RECORD EXCERPTS -
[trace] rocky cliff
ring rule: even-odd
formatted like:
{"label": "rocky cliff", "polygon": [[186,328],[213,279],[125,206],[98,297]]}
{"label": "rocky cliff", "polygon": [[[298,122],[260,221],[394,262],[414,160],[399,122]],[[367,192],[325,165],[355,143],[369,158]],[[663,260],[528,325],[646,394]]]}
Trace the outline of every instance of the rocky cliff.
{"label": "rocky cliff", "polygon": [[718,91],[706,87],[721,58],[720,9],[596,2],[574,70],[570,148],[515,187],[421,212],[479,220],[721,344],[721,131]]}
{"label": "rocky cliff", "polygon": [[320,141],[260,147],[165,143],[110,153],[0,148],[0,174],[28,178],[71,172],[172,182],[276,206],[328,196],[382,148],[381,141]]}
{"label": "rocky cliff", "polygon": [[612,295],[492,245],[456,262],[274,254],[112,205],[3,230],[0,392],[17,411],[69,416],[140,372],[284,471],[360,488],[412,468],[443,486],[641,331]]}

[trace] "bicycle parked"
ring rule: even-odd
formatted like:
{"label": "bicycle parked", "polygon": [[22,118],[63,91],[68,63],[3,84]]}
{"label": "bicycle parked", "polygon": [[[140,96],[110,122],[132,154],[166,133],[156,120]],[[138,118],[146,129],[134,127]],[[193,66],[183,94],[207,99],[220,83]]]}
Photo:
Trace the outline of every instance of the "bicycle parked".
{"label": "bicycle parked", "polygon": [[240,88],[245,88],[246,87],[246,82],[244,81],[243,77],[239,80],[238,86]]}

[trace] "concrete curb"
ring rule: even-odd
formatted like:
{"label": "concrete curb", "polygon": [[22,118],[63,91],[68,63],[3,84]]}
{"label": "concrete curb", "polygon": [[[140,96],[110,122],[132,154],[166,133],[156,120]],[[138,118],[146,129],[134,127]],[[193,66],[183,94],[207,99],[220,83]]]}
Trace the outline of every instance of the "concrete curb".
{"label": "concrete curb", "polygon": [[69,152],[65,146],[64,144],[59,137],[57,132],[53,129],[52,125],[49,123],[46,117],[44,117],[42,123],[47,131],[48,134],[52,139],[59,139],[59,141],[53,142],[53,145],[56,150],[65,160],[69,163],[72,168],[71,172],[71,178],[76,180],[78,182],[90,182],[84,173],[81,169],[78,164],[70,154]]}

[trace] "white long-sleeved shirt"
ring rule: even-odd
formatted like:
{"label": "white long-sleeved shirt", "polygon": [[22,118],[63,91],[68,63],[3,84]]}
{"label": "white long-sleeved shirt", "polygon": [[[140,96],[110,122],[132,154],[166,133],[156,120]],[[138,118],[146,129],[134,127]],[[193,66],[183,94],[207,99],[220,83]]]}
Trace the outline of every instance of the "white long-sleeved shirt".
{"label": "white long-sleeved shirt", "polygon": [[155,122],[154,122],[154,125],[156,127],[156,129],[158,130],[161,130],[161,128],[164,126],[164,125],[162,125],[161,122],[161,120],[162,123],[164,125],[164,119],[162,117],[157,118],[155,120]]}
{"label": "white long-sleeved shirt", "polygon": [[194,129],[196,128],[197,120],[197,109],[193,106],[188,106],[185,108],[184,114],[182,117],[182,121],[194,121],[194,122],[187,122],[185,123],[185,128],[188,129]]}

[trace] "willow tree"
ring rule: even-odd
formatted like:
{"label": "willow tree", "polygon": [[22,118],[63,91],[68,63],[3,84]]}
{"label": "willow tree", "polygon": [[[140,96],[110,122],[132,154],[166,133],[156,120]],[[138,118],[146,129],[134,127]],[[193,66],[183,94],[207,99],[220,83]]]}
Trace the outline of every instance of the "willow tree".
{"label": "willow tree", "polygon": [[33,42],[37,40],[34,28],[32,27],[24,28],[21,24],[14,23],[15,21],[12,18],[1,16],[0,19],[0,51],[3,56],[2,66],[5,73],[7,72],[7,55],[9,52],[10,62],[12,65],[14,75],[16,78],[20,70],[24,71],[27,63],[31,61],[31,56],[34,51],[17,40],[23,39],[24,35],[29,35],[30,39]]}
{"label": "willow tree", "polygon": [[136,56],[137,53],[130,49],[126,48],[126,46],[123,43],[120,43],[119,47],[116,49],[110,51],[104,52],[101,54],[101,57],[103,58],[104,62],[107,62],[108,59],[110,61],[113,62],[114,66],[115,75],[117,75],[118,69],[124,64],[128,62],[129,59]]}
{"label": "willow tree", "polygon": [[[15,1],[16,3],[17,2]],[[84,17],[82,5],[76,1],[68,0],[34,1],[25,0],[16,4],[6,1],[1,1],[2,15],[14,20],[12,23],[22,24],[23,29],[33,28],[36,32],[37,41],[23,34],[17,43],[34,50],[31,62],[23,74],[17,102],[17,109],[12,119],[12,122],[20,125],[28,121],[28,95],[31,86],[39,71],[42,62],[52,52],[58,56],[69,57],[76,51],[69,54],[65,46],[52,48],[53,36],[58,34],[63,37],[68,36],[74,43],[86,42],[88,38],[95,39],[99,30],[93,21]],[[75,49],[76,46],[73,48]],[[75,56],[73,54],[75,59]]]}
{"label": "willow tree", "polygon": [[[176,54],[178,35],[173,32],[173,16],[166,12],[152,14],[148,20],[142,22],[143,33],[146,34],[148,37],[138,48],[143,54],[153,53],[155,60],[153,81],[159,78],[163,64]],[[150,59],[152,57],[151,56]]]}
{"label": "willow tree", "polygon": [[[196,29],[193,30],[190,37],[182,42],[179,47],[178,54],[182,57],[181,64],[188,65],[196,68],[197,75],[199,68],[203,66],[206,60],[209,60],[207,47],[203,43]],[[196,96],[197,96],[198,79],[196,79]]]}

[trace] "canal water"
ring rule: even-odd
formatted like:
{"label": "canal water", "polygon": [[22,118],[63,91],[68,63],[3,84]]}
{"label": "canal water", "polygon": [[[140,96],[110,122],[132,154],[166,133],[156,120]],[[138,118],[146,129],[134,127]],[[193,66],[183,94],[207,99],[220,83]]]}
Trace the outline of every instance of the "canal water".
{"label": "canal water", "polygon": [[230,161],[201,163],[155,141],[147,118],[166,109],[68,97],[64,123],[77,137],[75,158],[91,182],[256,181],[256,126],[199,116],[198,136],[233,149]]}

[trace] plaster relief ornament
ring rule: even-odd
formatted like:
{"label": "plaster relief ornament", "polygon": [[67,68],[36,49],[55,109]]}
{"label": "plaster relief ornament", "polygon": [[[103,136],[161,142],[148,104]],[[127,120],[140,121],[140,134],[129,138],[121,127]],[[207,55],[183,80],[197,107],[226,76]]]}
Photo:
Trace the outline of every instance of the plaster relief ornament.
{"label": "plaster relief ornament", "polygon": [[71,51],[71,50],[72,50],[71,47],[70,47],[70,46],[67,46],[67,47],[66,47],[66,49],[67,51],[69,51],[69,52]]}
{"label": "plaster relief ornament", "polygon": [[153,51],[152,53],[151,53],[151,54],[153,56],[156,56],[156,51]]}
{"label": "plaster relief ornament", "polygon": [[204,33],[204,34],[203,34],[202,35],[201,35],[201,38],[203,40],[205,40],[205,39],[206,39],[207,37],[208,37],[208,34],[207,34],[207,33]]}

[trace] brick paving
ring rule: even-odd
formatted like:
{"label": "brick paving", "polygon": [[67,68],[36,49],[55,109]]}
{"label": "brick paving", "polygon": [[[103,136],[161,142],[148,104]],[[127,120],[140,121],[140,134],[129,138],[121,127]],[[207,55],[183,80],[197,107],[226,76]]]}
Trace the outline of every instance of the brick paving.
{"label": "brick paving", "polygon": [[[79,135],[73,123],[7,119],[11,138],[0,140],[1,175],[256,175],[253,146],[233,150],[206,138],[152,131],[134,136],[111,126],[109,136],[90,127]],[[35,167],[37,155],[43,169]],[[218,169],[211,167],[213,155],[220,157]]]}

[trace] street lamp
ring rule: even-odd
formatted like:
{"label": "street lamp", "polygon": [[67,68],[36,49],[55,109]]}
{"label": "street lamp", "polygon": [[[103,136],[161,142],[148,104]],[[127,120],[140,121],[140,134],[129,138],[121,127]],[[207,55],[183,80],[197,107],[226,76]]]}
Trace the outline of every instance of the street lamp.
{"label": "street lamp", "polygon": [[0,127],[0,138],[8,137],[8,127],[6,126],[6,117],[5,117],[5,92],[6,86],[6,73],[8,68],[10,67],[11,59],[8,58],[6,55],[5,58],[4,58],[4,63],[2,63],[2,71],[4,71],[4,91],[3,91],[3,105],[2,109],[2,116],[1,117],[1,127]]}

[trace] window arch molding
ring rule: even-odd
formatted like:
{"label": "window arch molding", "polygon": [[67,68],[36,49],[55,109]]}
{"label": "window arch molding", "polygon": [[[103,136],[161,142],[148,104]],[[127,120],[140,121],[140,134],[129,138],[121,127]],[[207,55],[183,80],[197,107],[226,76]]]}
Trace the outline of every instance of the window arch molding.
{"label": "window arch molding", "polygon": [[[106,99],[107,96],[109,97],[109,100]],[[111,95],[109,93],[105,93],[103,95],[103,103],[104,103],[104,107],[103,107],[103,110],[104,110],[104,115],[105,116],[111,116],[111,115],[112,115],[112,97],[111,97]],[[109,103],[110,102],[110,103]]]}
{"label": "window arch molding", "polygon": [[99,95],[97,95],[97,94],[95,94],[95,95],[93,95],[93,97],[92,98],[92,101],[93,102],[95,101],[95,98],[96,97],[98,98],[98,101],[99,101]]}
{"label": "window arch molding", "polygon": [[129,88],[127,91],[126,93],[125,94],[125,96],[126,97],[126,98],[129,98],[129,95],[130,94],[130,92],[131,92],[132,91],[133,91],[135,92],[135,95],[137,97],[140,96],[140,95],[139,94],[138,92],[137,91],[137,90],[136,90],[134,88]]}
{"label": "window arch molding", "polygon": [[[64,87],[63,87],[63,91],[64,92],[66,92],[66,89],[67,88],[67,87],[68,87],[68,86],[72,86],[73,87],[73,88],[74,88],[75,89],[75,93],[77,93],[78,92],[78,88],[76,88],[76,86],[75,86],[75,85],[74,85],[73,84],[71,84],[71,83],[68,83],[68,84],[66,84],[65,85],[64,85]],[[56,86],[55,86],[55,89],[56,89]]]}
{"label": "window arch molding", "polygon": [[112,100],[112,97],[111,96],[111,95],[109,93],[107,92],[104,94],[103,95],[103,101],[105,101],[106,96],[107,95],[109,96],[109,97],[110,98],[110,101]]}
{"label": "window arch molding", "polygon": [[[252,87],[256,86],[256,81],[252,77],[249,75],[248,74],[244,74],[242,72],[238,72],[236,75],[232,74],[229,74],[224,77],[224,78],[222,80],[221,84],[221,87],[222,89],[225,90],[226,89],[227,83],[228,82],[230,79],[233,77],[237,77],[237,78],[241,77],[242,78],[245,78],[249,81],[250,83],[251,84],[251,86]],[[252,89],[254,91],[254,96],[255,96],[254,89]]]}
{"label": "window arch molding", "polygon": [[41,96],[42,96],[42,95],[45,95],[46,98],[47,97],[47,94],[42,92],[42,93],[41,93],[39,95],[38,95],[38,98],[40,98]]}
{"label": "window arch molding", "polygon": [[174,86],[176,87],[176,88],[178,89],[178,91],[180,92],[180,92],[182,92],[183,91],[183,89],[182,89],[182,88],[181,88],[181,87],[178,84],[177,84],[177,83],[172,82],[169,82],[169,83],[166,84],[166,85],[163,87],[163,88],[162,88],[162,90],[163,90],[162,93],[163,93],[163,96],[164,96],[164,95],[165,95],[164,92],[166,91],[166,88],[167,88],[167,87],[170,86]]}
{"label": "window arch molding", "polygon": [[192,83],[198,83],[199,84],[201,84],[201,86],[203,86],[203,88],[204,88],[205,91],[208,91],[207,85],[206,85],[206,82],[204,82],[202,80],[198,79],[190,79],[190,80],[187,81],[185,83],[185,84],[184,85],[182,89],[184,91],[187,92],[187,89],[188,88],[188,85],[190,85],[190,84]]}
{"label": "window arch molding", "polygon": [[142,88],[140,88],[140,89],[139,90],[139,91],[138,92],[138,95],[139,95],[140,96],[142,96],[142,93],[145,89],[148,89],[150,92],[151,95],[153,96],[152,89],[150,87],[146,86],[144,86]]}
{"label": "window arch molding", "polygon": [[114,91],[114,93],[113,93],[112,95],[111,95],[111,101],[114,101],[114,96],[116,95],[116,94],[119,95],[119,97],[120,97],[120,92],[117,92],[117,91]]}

WORK TO COMPLETE - Pull out every line above that contains the word "rocky", counting only matches with the same capitalization.

EXERCISE SOLUTION -
[trace] rocky cliff
{"label": "rocky cliff", "polygon": [[186,328],[213,279],[125,206],[98,297]]}
{"label": "rocky cliff", "polygon": [[[298,122],[260,221],[394,262],[414,160],[399,122]],[[367,192],[325,165],[355,143],[369,158]],[[663,260],[528,325],[646,394]]]}
Trace the outline of every instance of the rocky cliff.
{"label": "rocky cliff", "polygon": [[718,91],[706,87],[721,58],[720,9],[596,2],[574,70],[570,148],[515,187],[421,212],[479,220],[721,344],[721,131]]}
{"label": "rocky cliff", "polygon": [[320,141],[260,147],[165,143],[110,153],[0,148],[0,174],[28,178],[71,172],[172,182],[276,206],[328,196],[382,148],[381,141]]}
{"label": "rocky cliff", "polygon": [[612,295],[492,245],[456,262],[274,254],[112,205],[3,230],[0,392],[17,411],[69,416],[140,372],[284,471],[360,488],[412,468],[443,486],[641,331]]}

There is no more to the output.